WHAT TO DO: What is needed is an exact copy of all the records below.

RECORDS SHOWN Start Marker

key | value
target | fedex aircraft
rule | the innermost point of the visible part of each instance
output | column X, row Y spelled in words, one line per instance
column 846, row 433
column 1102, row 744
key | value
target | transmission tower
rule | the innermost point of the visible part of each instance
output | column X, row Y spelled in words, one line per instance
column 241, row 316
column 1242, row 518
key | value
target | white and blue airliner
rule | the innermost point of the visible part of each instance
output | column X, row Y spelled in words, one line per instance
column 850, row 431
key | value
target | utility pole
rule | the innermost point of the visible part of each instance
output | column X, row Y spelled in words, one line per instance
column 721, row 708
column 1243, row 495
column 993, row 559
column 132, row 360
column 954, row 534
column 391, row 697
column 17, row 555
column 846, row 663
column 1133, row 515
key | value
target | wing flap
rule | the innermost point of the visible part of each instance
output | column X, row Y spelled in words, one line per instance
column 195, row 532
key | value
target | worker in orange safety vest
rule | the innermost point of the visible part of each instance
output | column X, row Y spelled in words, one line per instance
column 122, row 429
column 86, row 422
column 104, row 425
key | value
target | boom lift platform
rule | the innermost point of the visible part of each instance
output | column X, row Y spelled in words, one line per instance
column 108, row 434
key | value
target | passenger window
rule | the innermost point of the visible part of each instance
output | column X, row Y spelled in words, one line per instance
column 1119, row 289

RECORDS SHOWN End Marker

PROBLEM SOLUTION:
key | value
target | fedex aircraft
rule | the innermost point of the visible part of each instance
output | column X, row Y spelled in words, one line per instance
column 846, row 433
column 1102, row 744
key | value
target | transmission tower
rule | the innermost point of the visible part of each instance
output | column X, row Y spelled in words, one line per instance
column 241, row 316
column 1242, row 518
key | value
target | white and blue airliner
rule | the innermost point of the visible part of each instance
output | column X, row Y spelled in words, one line per instance
column 850, row 431
key | value
target | utility pole
rule | the innermost point of the visible part of each instance
output | column X, row Y spelled in words, one line per instance
column 721, row 708
column 1243, row 495
column 993, row 559
column 132, row 360
column 954, row 534
column 391, row 697
column 17, row 555
column 846, row 663
column 1133, row 515
key | value
target | wing flap
rule | the innermost point of the visible part of each instance
output | column X, row Y spelled in words, one line per instance
column 195, row 532
key | value
target | worker in orange safety vest
rule | the innermost point of the visible part of each instance
output | column X, row Y spelled in words, one line per instance
column 122, row 429
column 86, row 422
column 104, row 425
key | value
target | boom lift platform
rule | the innermost point of the visible part of each instance
output | column X, row Y spelled in words, one line per instance
column 108, row 434
key | value
target | passenger window
rule | the innermost point of the visible part of each instance
output | column X, row Y spelled in words, one line per instance
column 1119, row 289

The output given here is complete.